__TAREAS A REALIZAR__
**a)** Enumere los ejemplos que el artículo de opinión sobre el feminismo presenta como conjeturas aportadas por las teóricas feministas.
**b)** Según el artículo de opinión sobre el feminismo, ¿con qué se compara la manera en que el «patriarcado criminal» estaría inserto en la mentalidad masculina?

__FRAGMENTO DE LECTURA__
Kepa Tamames •  Opinión •  22/11/2021

¡Es criptomarxismo, bobos!

Bulle el feminismo en este siglo adolescente, tras pasar por etapas más discretas, pero con una actividad febril de sus teóricas, que aportaron conjeturas de lo más variopintas y de lo menos edificantes, y vamos con los consabidos ejemplos. La reclusión de los varones en campos de concentración, a modo de simples ‘bancos de esperma’. Maridamiento absoluto con el comunismo más rancio (léase genocida). La aceptación del trato sexual con menores. E incluso la eliminación física de toda persona con pene de serie, pues al fin y al cabo son sus legítimos dueños monstruos protovioladores, y con estas cosas no se juega: de momento se les rebana el pito, y acaso luego el pescuezo. Como gustaban hacer algunos milicianos (y milicianas) con sus enemigos de clase recién comenzada la Guerra Civil, por cierto. Hay obsesiones que no remiten…

Salvando sus andanzas primerizas (nos iríamos un siglo atrás), el feminismo ha tenido tan buen nombre como mala praxis, y aún peores objetivos según casos. Porque ya me dirán ustedes a qué viene ese insano deseo de «despenización» de los varones, como si tal masacre fuera a arreglar el terrible ‘patriarcado criminal’, al parecer inserto de fábrica en la mentalidad masculina como astilla en madera. De darse algo siquiera parecido, carece de sentido luchar contra ello, pues resultaría tan absurdo como hacerlo contra el cableado neuronal, fruto a su vez de toda una historia evolutiva.

Resulta que ahora algunas feministas ‘históricas’ ponen el grito en el cielo cuando el lobby LGTBI+ consigue la atomización social en «géneros», superado el sexo biológico, de modo que, como tal, la tradicional condición de «mujer» queda reducida a un mero sentimiento íntimo, a un percibir etéreo, a una intuición personal, a una impresión variable según momentos y circunstancias. Ya no sirve comprobar el contenido de la entrepierna, sino creer a la informante «sí o sí», por mucho que suene su declaración a chaladura pasajera.

__DATOS PROPORCIONADOS__
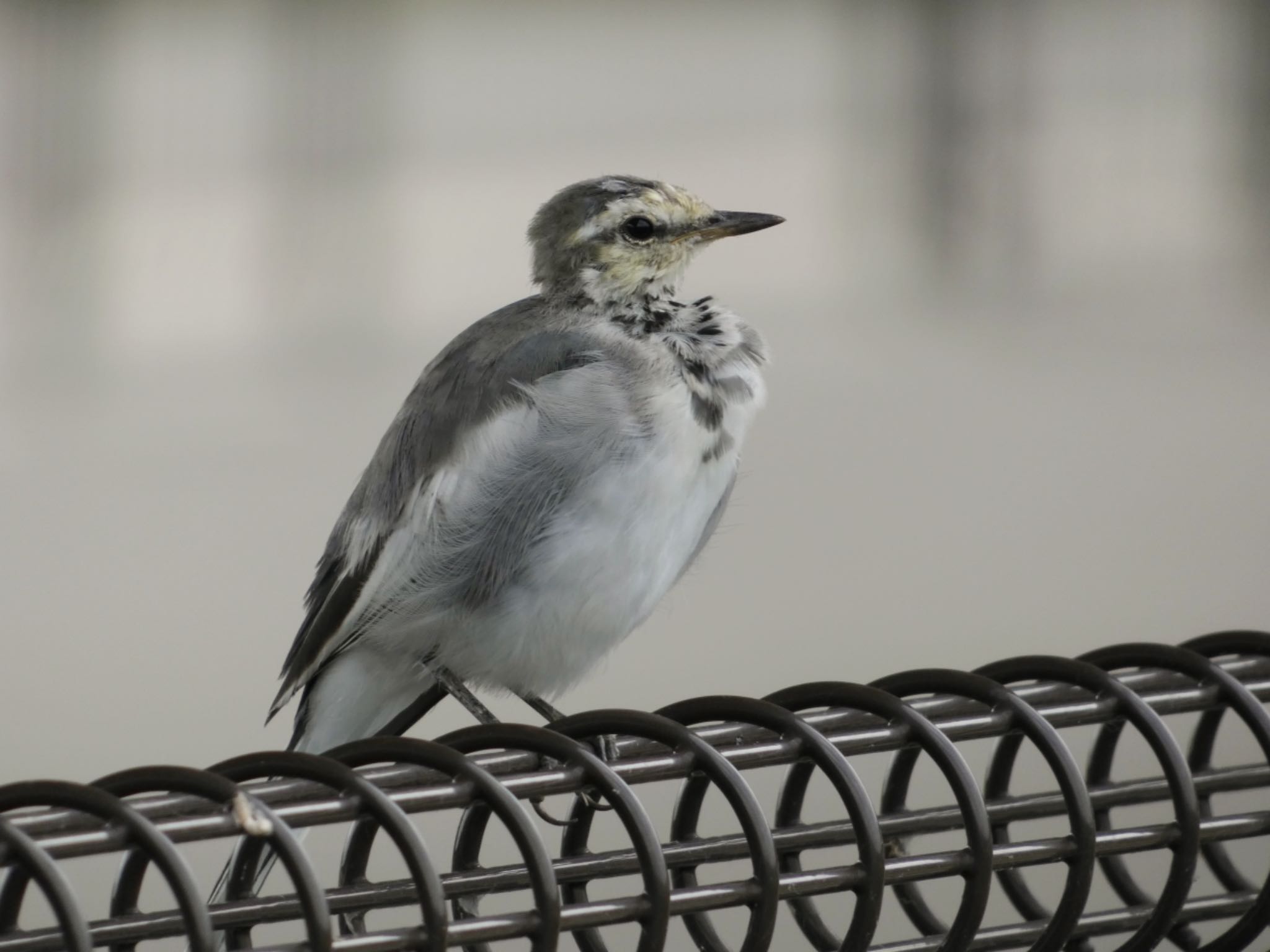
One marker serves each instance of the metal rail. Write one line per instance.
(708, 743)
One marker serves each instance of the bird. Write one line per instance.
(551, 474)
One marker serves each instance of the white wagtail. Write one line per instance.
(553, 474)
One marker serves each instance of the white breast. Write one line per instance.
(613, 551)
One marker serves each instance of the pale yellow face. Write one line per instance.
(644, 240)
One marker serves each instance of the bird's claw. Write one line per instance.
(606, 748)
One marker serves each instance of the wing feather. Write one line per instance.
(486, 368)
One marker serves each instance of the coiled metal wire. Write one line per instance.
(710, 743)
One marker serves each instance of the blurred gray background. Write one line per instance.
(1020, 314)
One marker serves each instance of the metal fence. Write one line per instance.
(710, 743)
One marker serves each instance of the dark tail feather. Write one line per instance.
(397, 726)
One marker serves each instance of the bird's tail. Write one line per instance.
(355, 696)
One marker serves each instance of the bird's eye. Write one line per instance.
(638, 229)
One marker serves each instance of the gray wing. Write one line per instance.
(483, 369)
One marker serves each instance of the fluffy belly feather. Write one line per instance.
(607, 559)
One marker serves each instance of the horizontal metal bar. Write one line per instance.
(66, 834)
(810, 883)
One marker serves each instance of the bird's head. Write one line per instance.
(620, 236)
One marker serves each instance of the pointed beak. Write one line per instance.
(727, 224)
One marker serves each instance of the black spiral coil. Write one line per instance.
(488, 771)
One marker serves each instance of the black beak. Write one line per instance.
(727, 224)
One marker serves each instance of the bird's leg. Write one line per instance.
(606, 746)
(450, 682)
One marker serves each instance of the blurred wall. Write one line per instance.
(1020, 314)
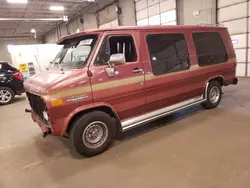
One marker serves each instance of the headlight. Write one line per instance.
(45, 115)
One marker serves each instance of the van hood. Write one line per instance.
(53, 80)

__RESPUESTAS POR TAREA__
**a)**
- La reclusión de los varones en campos de concentración, a modo de simples «bancos de esperma».
- El maridamiento absoluto con el comunismo más rancio.
- La aceptación del trato sexual con menores.
- La eliminación física de toda persona con pene de serie.

**b)** Con una astilla en madera.